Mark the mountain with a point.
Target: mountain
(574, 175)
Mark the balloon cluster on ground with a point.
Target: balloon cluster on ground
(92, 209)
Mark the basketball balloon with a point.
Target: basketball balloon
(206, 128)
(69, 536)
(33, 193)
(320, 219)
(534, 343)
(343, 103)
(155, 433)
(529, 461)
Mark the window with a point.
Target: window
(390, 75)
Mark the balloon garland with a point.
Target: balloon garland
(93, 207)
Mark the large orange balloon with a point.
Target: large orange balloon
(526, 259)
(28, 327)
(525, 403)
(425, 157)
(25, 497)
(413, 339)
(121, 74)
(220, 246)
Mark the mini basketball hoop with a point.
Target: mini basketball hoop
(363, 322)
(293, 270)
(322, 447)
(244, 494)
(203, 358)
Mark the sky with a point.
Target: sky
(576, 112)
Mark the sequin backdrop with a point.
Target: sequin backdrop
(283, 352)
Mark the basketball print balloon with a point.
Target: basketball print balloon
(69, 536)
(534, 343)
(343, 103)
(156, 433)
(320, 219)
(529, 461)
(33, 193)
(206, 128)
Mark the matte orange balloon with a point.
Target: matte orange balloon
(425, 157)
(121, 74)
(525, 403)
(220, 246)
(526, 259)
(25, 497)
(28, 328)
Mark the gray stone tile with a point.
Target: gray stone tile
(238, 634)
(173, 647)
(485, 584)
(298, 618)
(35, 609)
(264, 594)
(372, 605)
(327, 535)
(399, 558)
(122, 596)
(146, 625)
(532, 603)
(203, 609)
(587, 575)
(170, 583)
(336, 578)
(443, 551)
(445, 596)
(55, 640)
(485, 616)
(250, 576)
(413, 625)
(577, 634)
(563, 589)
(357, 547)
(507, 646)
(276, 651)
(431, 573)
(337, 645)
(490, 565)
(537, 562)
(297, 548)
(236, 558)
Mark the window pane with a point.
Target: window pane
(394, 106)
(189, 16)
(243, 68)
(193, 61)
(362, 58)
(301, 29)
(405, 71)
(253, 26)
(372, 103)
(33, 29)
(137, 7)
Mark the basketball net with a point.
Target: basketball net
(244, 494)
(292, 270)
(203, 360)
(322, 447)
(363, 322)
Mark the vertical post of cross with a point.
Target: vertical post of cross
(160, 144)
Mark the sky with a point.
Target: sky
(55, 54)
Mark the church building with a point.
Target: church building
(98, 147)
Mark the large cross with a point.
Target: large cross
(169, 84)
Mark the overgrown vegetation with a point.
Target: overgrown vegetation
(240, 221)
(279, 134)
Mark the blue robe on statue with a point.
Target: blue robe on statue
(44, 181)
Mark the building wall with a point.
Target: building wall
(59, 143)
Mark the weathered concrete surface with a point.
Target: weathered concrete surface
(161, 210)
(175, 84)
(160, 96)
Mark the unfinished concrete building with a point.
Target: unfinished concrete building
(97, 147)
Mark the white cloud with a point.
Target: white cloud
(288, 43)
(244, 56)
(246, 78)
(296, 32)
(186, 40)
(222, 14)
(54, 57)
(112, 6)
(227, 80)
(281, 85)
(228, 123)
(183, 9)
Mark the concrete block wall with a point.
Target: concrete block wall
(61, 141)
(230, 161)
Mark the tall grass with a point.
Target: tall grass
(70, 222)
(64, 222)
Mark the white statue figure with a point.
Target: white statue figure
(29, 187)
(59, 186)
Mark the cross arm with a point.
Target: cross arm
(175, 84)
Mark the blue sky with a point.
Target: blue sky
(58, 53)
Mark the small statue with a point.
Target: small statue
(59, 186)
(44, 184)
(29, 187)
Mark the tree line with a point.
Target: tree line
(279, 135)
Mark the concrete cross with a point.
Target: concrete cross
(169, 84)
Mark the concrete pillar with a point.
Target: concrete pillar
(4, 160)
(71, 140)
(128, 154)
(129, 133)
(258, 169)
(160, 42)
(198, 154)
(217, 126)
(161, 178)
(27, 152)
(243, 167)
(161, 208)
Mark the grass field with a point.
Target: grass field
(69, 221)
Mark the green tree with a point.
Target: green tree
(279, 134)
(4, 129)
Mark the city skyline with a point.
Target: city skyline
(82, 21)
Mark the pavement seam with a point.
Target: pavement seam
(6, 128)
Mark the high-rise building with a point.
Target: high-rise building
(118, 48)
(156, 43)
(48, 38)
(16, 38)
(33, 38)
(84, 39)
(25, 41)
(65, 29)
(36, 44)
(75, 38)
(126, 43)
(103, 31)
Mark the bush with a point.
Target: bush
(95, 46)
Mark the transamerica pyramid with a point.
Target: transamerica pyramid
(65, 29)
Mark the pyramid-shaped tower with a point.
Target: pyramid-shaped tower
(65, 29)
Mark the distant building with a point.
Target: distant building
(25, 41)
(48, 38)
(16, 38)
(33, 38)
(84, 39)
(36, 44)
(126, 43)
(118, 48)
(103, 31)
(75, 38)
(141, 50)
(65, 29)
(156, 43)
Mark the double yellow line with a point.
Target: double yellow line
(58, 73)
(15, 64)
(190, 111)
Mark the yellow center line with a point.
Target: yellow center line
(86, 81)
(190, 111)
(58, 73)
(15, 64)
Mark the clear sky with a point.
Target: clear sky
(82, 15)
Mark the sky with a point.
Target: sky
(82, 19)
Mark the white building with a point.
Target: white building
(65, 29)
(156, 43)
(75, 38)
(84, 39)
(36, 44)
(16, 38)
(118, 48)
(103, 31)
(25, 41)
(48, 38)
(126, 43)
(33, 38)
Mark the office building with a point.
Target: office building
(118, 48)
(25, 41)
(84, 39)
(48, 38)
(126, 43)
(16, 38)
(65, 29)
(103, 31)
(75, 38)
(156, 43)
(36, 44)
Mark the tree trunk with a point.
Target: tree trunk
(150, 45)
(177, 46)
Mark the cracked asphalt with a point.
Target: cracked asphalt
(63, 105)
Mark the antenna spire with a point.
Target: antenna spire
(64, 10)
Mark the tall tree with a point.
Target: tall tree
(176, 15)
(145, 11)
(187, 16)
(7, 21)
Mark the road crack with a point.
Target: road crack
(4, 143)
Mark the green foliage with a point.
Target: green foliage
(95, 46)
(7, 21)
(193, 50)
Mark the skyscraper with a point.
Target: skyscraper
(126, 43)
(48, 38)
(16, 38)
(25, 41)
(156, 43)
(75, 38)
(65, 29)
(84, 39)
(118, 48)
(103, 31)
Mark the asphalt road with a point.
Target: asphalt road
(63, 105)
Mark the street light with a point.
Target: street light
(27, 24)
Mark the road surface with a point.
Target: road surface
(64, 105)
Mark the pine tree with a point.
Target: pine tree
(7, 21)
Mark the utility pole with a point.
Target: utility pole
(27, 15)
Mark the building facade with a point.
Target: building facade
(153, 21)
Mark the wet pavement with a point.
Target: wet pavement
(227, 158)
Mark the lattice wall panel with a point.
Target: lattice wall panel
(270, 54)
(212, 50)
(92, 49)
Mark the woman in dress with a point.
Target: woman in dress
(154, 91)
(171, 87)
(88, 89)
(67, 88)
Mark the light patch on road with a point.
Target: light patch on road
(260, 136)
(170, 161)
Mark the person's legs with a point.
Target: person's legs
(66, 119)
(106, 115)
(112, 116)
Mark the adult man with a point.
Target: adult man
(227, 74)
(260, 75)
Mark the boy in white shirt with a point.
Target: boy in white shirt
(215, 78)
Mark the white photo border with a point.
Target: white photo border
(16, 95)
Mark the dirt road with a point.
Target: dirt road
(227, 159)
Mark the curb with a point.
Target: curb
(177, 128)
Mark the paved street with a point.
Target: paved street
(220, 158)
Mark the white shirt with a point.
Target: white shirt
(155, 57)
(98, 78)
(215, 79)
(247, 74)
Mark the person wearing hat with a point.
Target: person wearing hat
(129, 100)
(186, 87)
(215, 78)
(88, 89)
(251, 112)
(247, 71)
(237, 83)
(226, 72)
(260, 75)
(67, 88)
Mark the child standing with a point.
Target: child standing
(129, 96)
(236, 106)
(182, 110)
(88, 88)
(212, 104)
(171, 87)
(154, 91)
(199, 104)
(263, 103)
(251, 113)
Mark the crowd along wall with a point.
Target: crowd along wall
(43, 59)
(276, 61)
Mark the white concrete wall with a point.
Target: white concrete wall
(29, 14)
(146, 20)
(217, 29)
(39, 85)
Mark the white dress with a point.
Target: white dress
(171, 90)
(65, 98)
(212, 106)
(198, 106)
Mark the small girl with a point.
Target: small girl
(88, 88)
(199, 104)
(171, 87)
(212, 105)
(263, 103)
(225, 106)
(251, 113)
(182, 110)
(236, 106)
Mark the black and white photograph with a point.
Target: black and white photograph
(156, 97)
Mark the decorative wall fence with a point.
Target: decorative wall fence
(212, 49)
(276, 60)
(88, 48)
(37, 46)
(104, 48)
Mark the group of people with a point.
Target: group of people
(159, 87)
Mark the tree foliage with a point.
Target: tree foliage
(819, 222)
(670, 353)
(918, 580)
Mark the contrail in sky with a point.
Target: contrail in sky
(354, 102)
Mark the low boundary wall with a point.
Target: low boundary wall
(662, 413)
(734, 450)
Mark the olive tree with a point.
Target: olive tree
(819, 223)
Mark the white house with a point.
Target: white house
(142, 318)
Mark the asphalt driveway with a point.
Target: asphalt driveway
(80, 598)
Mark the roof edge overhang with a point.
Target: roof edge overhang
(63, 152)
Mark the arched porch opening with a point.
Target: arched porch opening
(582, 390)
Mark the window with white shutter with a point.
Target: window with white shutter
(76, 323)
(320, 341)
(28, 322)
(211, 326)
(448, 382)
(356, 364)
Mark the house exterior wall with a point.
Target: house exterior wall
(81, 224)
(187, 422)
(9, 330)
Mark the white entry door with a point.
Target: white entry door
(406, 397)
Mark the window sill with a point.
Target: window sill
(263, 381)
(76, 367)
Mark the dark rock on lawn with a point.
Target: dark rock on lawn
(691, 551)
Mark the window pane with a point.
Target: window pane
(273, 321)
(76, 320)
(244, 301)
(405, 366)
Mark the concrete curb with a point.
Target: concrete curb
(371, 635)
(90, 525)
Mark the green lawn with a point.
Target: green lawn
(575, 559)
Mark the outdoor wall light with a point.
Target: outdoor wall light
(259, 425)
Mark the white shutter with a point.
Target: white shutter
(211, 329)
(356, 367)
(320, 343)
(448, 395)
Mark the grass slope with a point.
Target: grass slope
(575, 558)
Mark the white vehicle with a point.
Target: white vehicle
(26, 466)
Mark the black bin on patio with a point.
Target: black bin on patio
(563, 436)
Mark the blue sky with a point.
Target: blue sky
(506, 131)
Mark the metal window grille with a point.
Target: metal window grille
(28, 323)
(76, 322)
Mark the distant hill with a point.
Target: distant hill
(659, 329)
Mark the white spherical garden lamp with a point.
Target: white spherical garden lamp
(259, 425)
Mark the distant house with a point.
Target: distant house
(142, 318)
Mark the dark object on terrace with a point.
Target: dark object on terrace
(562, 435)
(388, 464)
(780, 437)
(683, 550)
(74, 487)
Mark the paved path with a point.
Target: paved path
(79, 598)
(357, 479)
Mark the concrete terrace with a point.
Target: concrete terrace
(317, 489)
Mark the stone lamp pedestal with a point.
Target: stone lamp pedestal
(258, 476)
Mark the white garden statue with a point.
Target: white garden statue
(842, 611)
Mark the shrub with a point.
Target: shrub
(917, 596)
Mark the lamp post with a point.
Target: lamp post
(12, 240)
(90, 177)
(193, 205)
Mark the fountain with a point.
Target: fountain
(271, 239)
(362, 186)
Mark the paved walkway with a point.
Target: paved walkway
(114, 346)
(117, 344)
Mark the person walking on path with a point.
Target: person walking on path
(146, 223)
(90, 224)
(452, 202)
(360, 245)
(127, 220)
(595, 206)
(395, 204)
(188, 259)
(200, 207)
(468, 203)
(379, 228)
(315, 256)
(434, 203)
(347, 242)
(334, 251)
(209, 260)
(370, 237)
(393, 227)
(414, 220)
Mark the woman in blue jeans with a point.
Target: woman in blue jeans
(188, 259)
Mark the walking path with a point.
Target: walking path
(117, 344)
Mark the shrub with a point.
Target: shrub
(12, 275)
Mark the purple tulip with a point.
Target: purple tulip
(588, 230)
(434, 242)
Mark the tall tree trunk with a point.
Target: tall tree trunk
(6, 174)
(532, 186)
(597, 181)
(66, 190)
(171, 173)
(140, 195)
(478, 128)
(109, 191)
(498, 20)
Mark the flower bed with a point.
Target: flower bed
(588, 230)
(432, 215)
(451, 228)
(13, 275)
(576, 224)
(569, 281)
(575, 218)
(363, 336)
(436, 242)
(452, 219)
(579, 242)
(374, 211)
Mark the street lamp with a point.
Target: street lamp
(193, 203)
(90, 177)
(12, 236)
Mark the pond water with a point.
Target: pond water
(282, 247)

— Task to complete —
Copy the entries above exactly, but only from the line holding "Mark the metal window grille with a point." through the line holding "Mark the concrete terrace with a point.", both included.

— Reply to the exercise —
Mark the metal window grille with a point.
Target: metal window grille
(28, 323)
(76, 322)
Mark the distant hill with a point.
Target: distant hill
(659, 329)
Mark the white spherical garden lamp with a point.
Target: white spherical garden lamp
(259, 425)
Mark the distant house with a point.
Target: distant house
(142, 318)
Mark the dark object on terrace with a point.
Target: dark object on terrace
(562, 435)
(388, 464)
(780, 437)
(683, 550)
(74, 487)
Mark the paved path with a point.
Target: paved path
(79, 598)
(357, 479)
Mark the concrete terrace with a point.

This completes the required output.